* _WHAT IS BEING ASKED_:
How many lines in the material below contain the word "tuft"? Reply with the number only.

* _EXTRACTED RECORDS_:
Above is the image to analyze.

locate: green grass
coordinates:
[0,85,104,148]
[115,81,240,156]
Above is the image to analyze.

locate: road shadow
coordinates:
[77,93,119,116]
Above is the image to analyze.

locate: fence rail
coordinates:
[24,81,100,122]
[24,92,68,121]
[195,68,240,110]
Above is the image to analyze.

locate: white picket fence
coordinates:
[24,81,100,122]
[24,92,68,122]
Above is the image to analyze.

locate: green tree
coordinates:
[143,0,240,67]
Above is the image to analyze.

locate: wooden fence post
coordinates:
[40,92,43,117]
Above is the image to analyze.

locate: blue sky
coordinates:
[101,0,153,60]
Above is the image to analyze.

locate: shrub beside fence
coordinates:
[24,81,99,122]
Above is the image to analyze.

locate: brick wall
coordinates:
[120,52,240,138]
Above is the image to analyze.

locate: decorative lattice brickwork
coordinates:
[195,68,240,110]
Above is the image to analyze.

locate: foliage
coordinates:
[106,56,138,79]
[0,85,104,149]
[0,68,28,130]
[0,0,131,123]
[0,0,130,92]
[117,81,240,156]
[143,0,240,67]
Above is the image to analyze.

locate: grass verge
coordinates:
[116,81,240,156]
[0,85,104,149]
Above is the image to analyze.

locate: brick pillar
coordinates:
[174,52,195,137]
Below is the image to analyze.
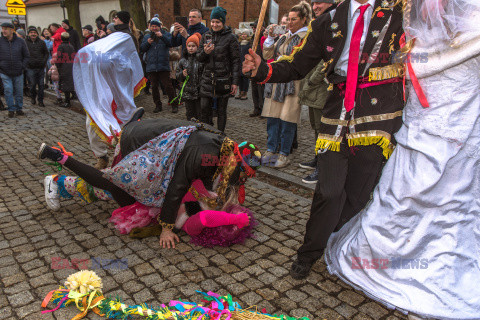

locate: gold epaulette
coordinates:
[368,63,405,82]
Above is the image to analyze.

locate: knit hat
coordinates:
[82,24,93,32]
[28,26,38,34]
[95,16,108,26]
[17,29,26,38]
[150,17,162,27]
[238,141,262,170]
[210,7,227,24]
[107,22,117,32]
[2,22,15,29]
[186,32,202,47]
[117,11,130,24]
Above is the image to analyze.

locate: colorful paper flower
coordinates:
[333,30,343,38]
[65,270,103,294]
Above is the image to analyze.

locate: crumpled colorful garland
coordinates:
[42,271,309,320]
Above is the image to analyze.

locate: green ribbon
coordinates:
[44,162,63,176]
[170,75,190,104]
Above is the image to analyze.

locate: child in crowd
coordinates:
[48,53,63,106]
[235,29,251,100]
[177,33,203,120]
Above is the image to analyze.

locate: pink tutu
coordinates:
[110,202,161,234]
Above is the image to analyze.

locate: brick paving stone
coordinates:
[0,104,405,320]
[358,302,388,320]
[338,290,365,307]
[8,291,35,308]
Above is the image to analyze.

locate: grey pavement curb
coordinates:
[45,90,315,191]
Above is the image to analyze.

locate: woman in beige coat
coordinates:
[262,1,312,168]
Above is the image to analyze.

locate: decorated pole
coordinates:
[252,0,269,52]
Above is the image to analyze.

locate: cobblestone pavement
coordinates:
[0,97,405,320]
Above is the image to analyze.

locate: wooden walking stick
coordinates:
[252,0,273,53]
[245,0,273,77]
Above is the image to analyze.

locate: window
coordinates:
[202,0,218,9]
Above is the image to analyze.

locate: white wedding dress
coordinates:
[325,0,480,319]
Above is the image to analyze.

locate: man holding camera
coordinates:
[140,18,178,113]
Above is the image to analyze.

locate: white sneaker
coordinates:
[273,154,290,168]
[43,176,60,211]
[262,151,278,167]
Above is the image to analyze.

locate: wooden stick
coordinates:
[252,0,270,53]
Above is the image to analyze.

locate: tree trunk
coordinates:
[65,0,83,43]
[120,0,147,31]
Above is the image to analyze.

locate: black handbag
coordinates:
[211,44,232,97]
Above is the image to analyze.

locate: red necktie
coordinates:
[345,4,370,111]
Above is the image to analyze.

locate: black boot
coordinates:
[172,104,178,113]
[298,156,317,169]
[290,260,313,280]
[124,107,145,126]
[37,143,63,162]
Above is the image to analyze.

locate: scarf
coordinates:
[104,126,197,208]
[265,30,302,103]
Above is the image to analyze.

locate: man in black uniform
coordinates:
[243,0,404,279]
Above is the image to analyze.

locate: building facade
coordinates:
[0,1,25,25]
[147,0,299,28]
[25,0,120,29]
[24,0,299,29]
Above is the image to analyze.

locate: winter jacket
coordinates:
[172,22,208,52]
[67,27,82,52]
[55,40,75,92]
[177,51,203,100]
[83,33,95,47]
[120,118,225,224]
[140,30,172,73]
[48,65,60,81]
[51,27,66,54]
[298,61,328,109]
[25,37,50,69]
[114,23,139,52]
[198,27,241,98]
[0,34,30,77]
[239,40,252,63]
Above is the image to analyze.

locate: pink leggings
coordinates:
[182,210,249,236]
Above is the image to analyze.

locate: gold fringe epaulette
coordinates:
[347,135,395,159]
[315,134,342,154]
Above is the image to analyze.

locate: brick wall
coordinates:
[150,0,298,28]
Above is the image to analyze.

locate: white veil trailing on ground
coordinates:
[404,0,480,44]
[73,32,146,141]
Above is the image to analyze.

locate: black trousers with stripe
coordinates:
[297,142,384,263]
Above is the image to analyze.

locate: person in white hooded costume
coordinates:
[325,0,480,320]
[73,32,146,169]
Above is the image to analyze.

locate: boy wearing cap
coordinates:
[82,24,95,47]
[177,33,203,121]
[26,27,50,107]
[0,22,30,118]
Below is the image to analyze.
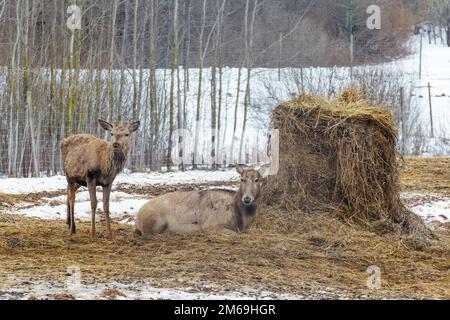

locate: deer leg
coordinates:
[66,185,70,229]
[87,179,97,239]
[103,185,112,239]
[68,183,80,234]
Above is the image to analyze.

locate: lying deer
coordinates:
[61,119,139,238]
[135,167,261,238]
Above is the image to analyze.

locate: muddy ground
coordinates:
[0,158,450,299]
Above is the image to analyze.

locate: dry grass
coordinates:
[401,158,450,196]
[263,88,431,239]
[0,196,450,298]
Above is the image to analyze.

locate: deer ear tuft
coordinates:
[128,121,141,132]
[98,119,113,131]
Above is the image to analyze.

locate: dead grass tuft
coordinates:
[263,88,432,239]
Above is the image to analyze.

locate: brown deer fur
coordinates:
[135,167,261,238]
[61,120,139,238]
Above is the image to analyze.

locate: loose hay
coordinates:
[263,90,431,239]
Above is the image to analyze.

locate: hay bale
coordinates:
[263,91,430,238]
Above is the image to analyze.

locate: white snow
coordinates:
[0,277,305,300]
[409,198,450,224]
[0,169,239,195]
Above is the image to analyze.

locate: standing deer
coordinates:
[135,167,261,238]
[61,119,140,239]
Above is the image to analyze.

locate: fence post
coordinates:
[428,82,434,138]
[400,87,405,156]
[419,29,423,80]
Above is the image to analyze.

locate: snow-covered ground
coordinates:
[0,170,450,227]
[0,277,306,300]
[0,170,239,195]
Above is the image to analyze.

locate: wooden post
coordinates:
[447,17,450,47]
[300,67,305,96]
[278,32,283,81]
[350,30,354,84]
[428,82,434,138]
[419,29,423,80]
[400,87,405,156]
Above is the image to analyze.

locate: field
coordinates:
[0,158,450,299]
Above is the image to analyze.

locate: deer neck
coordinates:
[234,190,256,231]
[109,146,127,176]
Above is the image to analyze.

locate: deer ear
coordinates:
[258,164,270,177]
[98,119,113,131]
[128,121,141,132]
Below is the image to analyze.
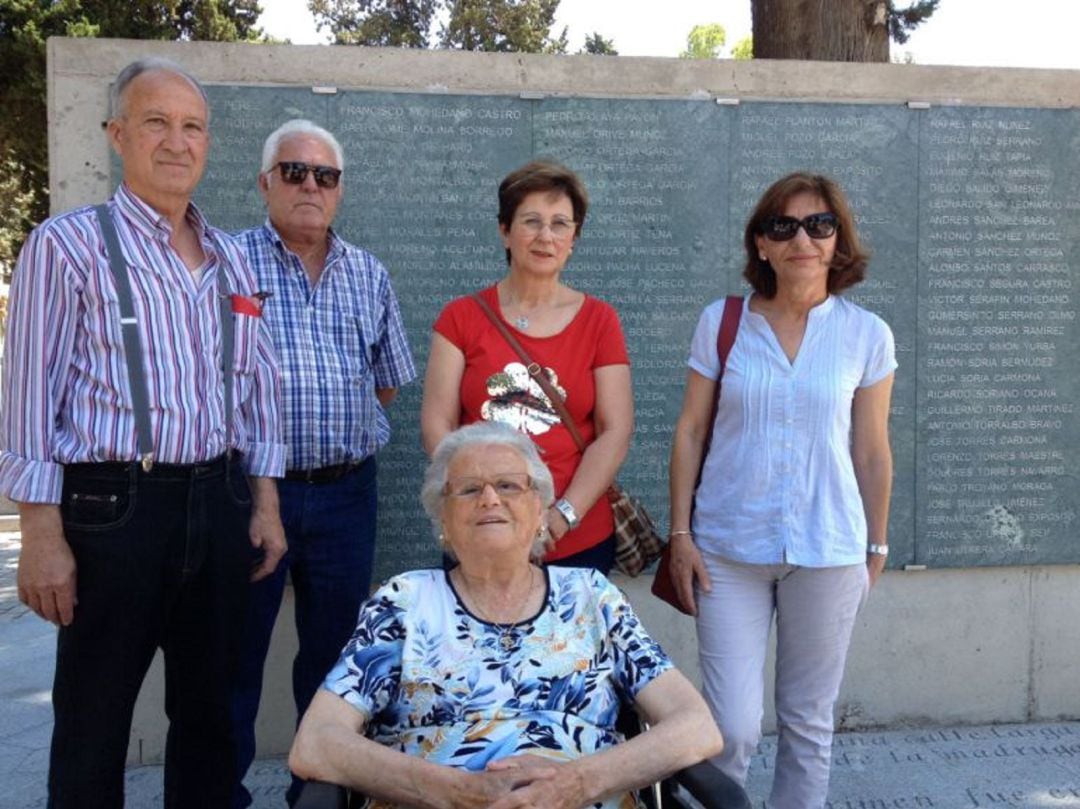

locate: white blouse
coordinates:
[689,295,896,567]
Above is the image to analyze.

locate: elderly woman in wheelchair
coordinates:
[289,422,743,809]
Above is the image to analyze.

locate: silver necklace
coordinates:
[458,565,536,652]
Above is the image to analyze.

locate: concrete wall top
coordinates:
[49,38,1080,212]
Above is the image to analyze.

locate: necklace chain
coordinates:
[458,565,536,651]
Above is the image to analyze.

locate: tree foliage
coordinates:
[751,0,940,62]
[308,0,578,53]
[679,23,728,59]
[889,0,941,45]
[308,0,436,48]
[580,31,619,56]
[0,0,262,274]
[731,37,754,62]
[442,0,566,53]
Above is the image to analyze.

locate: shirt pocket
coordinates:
[328,313,372,383]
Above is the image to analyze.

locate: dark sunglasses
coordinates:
[274,160,341,188]
[761,213,838,242]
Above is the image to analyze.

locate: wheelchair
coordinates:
[293,709,753,809]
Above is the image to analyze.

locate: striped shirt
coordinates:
[235,221,416,470]
[0,186,285,503]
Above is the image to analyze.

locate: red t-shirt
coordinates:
[434,286,630,559]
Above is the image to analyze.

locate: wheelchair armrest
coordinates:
[293,781,349,809]
[671,761,753,809]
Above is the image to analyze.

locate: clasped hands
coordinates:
[455,755,589,809]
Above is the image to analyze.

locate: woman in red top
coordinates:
[420,161,634,574]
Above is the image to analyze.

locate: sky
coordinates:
[260,0,1080,69]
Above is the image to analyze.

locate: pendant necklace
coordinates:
[461,565,536,653]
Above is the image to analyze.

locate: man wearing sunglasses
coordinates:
[233,120,416,807]
[0,58,285,809]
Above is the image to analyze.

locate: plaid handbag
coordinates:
[607,484,664,576]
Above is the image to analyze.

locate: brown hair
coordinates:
[743,172,870,298]
[499,159,589,264]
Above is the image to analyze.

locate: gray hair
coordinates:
[109,56,210,120]
[259,118,345,172]
[420,421,555,558]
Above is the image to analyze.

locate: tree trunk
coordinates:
[751,0,889,62]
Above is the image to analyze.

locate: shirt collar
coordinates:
[262,216,345,267]
[112,183,206,242]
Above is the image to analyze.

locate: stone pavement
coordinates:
[0,526,1080,809]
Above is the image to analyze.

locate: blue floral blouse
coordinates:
[323,567,673,809]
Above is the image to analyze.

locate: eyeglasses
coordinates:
[270,160,341,188]
[443,472,532,500]
[517,216,576,241]
[761,213,838,242]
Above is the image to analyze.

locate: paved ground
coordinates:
[0,526,1080,809]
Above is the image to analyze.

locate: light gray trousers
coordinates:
[697,553,869,809]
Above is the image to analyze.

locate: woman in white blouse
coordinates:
[671,173,896,809]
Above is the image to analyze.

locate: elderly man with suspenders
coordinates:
[0,59,285,809]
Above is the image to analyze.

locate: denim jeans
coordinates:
[232,457,378,807]
[49,459,254,809]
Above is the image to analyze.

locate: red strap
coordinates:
[693,295,743,491]
[716,295,742,373]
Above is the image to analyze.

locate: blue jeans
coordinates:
[49,459,254,809]
[232,457,378,807]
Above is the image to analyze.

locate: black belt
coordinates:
[285,461,363,483]
[64,449,240,480]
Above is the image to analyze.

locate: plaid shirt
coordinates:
[237,220,416,470]
[0,185,285,503]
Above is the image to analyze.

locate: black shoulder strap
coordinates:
[94,205,153,472]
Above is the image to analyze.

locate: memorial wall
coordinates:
[61,39,1080,743]
[107,80,1080,575]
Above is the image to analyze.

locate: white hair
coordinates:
[109,56,210,120]
[420,421,555,557]
[259,118,345,172]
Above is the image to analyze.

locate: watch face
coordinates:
[555,498,578,528]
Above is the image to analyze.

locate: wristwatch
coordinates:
[554,497,581,530]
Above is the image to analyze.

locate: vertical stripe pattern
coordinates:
[0,186,284,502]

* _RESULT FOR THIS TASK_:
2